_EXERCISE TASK 1:_
Using the Adaro Energy research note below, decide whether each statement agrees with it. Answer yes or no for each, and quote the deciding words from the note. (a) Adaro's gross margin in 2Q17 was higher than in 1Q17. (b) Adaro's targeted capex for FY17F is more than USD500m. (c) Adaro's average stripping ratio in 1H17 was above its planned FY17 stripping ratio.
_EXERCISE TASK 2:_
Write the next part of the Adaro Energy research note below, picking up after its final sentence.
Begin DOCUMENT EXCERPT
RHB Indonesia - Adaro Energy - Strong 2Q17 Earning (Adaro Energy, Ramayana Lestari) Unknown Selasa, 29 Agustus 2017




Good morning,

Adaro Energy – Strong 2Q17 Earnings

Adaro booked strong 2Q17 earnings of USD125m (+100% YoY, +29% QoQ), which were above our and consensus expectations. We think its stronger cash position should support higher dividends going forward. We fine tune our assumptions and tweak our 2017F-2018F earnings by 14% and 10% respectively. Reiterate BUY call with higher TP of IDR2,300 (from IDR2,100, 22% upside) as we believe consensus earnings upgrades would be near-term catalysts for its share price performance. Our TP implies 2017F and 2018F P/Es of 12.6x and 12.3x respectively.


¨ Strong 2Q17 earnings. Adaro Energy (Adaro) booked strong 2Q17 earnings (net of minority interests) of USD125m (+100% YoY, +29% QoQ) on the back of higher revenue (mostly due to stronger average coal selling price) and higher profit margins (2Q17 gross margin of 38.3% vs 1Q17’s 29.9% and 2Q16’s 25.2%), largely on effective cost management. 6M17 earnings (net of minority interest) of USD222m were above our and consensus expectations (6M17 represented 59%/53% of our/consensus FY17F expectations).
¨ Rising cash position. Adaro’s cash position continued to increase and reached an all-time high since 2009. In our view, Adaro has greater flexibility to distribute higher dividends going forward. This is because, as at Jun 2017, it held cash and cash equivalents of USD1.2bn, while its targeted capex for FY17F is only c.USD200-250m, with an average debt repayment schedule for 2017F-2019F at a manageable level of c.USD166m pa.
¨ Stronger balance sheet. Adaro’s balance sheet has strengthened further, with net gearing falling to 0.04x in 1H17 from 0.2x in 1H16, while net debt to last 12 months’ operational EBITDA has fallen to 0.14x in 1H17 from 0.94x in 1H16. This is due to strong free cash flows from its integrated mining operations.
¨ Stripping ratio to increase in 2H17 to reach targeted FY17 stripping ratio. Adaro’s average stripping ratio was 4.30x in 2Q17 and 4.45x in 1H17, which were below its 4.85x planned FY17 stripping ratio, due to a longer rainy season and higher rainfall at its mining sites in 1H17. Adaro expects to increase its overburden removal in the coming quarters, and expects its FY17F average stripping ratio to reach its guidance of 4.85x for the year – this suggests that its stripping ratio would increase to 5.25x in 2H17.
¨ Reiterate BUY call with higher TP of IDR2,300. We fine-tuned our cost assumptions in order to incorporate the strong 2Q17 earnings, and increase our 2017F-2018F earnings by 14% and 10% respectively. We reiterate our BUY call with higher DCF-derived TP of IDR2,300 (WACC: 13.7%. LTG: 0%) as we think consensus earnings upgrades should underpin its share price performance. Our TP implies 2017F and 2018F P/Es of 12.6x and 12.3x respectively.
End DOCUMENT EXCERPT
Begin SUPPLIED RECORDS
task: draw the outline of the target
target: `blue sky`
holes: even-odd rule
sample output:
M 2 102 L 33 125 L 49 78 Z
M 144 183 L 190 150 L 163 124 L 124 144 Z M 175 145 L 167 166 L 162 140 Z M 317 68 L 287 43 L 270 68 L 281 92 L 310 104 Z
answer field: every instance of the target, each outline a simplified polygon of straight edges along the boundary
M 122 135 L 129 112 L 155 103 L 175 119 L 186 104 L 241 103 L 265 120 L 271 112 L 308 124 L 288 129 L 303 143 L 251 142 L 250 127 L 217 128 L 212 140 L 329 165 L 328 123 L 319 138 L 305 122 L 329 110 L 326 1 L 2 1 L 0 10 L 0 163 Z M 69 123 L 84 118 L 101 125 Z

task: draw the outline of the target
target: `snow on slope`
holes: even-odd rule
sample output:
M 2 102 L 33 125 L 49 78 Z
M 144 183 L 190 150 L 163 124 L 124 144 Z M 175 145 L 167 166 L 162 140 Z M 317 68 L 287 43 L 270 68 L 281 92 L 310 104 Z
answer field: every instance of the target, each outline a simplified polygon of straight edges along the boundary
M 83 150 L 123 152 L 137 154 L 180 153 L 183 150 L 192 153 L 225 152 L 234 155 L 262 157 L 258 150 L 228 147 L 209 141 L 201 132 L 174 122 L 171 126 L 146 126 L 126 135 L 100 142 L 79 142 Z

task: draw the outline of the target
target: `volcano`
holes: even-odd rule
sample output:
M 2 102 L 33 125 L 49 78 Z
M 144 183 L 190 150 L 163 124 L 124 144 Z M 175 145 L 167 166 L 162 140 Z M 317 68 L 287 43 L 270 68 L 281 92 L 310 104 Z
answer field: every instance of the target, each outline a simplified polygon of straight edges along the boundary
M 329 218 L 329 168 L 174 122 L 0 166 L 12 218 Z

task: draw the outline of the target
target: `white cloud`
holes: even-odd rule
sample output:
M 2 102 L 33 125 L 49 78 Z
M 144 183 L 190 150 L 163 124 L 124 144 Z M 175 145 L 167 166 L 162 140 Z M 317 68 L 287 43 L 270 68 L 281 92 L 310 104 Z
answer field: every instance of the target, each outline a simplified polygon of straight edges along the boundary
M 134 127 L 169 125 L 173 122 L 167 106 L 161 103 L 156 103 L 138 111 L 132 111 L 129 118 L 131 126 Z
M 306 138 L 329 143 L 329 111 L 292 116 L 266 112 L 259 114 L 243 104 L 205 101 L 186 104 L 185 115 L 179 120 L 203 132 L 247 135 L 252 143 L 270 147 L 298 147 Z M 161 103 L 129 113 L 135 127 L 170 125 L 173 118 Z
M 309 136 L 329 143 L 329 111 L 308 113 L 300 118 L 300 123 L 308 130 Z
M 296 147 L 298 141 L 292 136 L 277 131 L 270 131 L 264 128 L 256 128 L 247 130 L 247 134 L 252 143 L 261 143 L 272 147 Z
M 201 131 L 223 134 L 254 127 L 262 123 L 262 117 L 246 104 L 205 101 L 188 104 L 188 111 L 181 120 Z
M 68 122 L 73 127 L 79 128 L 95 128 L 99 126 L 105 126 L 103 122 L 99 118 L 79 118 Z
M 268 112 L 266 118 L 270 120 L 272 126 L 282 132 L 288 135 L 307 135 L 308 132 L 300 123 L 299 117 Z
End SUPPLIED RECORDS
_TASK RESPONSE 1:_
(a) Yes: "2Q17 gross margin of 38.3% vs 1Q17’s 29.9%"
(b) No: "its targeted capex for FY17F is only c.USD200-250m"
(c) No: "4.45x in 1H17, which were below its 4.85x planned FY17 stripping ratio"

_TASK RESPONSE 2:_
Key risks to our call include a significant drop in coal prices, weaker-than-expected coal demand, and a significant increase in oil prices. (Hariyanto Wijaya, CFA, CPA, CMT)

Link to daily report: Indonesia Morning Cuppa 290817


Company Update:

Ramayana Lestari (RALS IJ, BUY, TP: IDR1,550), Closing 10 Supermarkets To Benefit Earnings
Ramayana’s plan to close 10 supermarkets this year should positively impact its earnings. Its supermarket unit has weighed on its overall performance, being in the red and having lacklustre strategic value for the company. Ramayana plans to turn the space into department stores or lease it to third parties. Concerns over its weak July sales have been priced in, along with most potential downside risks. As such, the stock is now trading at attractive 2017F/2018F P/Es of 17x/14x respectively. As we expect the Indonesian economy to improve in 2H, we think Ramayana’s risk-reward profile offer investors a solid option.

¨ Closing 10 unprofitable supermarkets. Ramayana Lestari Sentosa (Ramayana) plans to close 10 supermarkets, or 10% of its 98-supermarket network (as of end-2016). It has closed five supermarkets, and aims to shut down another five before year-end. In deciding which supermarket to close, it is considering factors like profitability, growth potential, historical performance, etc. Ramayana continuously evaluates its businesses, and this, in our view, may lead it to close more unprofitable operations moving forward.
¨ Supermarket segment offers dim strategic value. One of the company’s early strategies was to have supermarkets that would attract shoppers due to their competitive prices. Then, it hoped that these crowds would patronise its department stores. However, many consumers do not shop for groceries and fashionable items at the same time. Also, price-sensitive consumers are not exactly the kind of shoppers that would spend generously on discretionary consumer goods (ie items sold in department stores).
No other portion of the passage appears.